_DIRECTIVE:_
Skip every line before the one containing "For this evaluation, locate the street lamp", then copy that line and the rest of the entries below exactly, through the last line.

········

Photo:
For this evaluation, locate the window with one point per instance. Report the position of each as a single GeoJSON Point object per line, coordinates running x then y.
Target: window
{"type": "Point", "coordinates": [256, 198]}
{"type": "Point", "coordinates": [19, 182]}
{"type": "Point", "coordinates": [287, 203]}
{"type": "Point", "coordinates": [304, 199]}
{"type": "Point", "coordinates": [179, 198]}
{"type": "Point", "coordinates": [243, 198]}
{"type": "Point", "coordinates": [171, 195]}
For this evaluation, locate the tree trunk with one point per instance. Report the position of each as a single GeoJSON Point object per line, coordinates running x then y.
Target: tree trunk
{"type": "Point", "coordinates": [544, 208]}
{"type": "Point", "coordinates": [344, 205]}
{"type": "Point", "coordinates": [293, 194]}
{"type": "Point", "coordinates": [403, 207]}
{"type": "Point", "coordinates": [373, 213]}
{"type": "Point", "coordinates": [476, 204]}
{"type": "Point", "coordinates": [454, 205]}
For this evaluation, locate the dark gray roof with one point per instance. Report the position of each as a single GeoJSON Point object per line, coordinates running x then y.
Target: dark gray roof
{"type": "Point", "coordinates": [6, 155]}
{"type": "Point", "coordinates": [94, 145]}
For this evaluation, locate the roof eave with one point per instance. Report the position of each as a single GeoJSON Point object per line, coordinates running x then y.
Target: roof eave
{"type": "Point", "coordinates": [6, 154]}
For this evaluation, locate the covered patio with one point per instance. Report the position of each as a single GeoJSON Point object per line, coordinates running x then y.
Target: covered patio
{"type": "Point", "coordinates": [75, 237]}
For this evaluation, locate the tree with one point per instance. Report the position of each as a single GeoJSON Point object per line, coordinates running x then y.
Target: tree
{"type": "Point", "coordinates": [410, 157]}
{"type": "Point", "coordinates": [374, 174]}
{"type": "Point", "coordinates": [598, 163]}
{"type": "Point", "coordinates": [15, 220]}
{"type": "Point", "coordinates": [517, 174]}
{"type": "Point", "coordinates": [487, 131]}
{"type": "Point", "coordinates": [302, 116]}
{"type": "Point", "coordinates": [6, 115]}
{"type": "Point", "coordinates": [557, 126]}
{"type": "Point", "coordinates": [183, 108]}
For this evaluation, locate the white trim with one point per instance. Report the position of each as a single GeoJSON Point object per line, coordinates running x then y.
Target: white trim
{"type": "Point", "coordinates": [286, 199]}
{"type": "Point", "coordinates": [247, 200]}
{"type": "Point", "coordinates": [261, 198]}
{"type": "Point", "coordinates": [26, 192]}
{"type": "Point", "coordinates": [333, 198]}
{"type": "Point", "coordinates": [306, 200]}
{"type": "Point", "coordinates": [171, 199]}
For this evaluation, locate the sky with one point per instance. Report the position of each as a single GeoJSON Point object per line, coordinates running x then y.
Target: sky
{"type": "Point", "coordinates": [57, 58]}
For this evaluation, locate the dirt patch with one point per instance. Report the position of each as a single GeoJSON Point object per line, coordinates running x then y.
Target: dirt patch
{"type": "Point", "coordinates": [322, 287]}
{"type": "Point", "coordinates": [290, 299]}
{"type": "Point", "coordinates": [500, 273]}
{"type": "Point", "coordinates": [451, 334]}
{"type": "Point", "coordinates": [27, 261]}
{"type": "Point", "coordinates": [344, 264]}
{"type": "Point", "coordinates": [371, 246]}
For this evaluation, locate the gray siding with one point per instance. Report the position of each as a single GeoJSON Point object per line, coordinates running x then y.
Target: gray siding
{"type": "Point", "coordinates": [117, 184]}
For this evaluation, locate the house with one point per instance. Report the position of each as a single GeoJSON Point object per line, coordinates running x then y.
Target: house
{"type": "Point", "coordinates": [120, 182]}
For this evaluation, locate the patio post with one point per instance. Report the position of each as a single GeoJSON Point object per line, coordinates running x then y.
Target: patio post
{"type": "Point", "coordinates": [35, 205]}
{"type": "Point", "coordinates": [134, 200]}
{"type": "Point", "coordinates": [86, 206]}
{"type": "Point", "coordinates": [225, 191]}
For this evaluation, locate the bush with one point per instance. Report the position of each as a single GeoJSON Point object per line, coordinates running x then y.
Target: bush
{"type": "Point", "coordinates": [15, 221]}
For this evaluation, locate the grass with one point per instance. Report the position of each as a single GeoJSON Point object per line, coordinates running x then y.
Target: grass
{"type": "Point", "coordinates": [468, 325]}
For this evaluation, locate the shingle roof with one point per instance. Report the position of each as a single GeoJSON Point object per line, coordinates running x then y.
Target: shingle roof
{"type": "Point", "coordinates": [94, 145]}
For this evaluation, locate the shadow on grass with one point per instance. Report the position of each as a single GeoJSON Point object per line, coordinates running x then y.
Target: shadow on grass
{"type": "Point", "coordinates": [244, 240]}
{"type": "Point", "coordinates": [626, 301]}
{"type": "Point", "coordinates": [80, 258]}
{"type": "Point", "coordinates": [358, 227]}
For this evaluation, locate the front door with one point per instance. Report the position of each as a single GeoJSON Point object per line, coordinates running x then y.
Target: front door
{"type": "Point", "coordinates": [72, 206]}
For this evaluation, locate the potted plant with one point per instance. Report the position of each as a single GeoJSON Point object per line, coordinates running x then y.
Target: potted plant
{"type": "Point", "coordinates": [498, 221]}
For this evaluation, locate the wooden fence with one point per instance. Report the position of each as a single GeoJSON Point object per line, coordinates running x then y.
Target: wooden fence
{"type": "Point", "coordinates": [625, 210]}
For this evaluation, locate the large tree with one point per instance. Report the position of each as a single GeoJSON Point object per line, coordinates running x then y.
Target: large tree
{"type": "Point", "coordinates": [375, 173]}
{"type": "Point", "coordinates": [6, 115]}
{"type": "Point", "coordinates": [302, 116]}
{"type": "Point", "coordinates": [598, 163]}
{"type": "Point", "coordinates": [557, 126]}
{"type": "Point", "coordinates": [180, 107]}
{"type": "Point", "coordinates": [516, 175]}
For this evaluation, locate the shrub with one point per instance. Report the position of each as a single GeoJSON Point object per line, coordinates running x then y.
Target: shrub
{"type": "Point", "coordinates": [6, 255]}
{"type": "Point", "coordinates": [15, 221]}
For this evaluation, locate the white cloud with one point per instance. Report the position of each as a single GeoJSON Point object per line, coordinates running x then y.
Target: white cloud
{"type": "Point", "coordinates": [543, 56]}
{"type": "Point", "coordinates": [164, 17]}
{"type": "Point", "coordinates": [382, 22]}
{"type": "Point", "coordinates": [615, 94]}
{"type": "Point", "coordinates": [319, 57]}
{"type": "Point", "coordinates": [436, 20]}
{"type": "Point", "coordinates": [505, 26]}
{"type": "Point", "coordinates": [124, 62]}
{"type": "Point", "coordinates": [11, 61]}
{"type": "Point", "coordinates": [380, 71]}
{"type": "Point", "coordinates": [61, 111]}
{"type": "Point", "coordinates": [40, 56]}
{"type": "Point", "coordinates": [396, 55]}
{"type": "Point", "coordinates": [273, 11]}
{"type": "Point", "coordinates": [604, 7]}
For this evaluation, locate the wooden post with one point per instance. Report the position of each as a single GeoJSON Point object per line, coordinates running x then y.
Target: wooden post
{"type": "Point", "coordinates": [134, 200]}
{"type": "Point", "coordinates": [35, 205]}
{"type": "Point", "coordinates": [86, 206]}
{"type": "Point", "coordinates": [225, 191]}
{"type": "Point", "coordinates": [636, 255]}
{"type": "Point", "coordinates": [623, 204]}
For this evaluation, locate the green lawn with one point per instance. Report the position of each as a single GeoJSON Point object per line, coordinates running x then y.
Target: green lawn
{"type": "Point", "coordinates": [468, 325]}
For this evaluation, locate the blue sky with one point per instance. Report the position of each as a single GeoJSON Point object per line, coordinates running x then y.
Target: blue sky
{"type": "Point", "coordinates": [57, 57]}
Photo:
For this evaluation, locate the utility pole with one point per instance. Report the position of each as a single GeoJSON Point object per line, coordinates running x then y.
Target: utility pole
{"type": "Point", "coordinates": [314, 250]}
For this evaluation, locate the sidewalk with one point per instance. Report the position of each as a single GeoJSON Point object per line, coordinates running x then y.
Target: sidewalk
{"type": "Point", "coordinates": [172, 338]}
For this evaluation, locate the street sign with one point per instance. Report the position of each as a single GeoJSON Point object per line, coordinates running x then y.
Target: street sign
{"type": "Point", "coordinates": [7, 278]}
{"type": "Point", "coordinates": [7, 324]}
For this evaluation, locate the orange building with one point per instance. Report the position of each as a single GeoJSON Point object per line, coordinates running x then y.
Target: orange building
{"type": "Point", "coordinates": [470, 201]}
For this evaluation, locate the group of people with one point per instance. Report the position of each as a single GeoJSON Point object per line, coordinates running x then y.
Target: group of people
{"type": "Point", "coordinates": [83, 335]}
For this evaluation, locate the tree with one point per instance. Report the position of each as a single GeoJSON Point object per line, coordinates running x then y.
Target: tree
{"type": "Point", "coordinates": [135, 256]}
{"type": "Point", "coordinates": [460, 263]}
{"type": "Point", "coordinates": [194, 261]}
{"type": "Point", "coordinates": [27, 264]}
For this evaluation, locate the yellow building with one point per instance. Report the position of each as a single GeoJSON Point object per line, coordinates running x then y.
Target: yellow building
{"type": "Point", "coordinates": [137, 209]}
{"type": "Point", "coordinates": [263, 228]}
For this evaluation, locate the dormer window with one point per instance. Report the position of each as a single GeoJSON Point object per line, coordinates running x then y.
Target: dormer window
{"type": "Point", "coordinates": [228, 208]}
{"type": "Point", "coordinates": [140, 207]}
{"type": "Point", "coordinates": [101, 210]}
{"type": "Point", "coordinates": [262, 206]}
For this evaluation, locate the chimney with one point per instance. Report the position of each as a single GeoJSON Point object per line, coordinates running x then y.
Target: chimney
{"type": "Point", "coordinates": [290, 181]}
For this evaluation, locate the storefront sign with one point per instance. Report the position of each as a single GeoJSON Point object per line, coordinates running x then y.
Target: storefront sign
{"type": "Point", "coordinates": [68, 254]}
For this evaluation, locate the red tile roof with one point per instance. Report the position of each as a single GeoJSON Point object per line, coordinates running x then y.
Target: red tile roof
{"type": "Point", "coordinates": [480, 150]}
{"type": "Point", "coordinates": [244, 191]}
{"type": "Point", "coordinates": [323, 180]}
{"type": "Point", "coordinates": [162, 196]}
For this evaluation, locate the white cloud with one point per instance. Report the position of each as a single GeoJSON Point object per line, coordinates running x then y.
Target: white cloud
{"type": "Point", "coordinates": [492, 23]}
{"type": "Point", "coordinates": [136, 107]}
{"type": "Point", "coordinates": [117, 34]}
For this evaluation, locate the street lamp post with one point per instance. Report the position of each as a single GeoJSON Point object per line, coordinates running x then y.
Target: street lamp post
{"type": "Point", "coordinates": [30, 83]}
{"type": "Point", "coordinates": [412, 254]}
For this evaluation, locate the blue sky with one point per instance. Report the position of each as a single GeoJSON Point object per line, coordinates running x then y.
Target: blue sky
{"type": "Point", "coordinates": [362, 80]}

········

_WRITTEN RESPONSE:_
For this evaluation, locate the street lamp post with one point per instance. Report the position of each as a single GeoJSON Point object per line, coordinates running x then y.
Target: street lamp post
{"type": "Point", "coordinates": [30, 83]}
{"type": "Point", "coordinates": [412, 254]}
For this evaluation, locate the blue sky with one point per instance. Report the position of each as a single GeoJSON Point object per line, coordinates running x then y.
Target: blue sky
{"type": "Point", "coordinates": [362, 80]}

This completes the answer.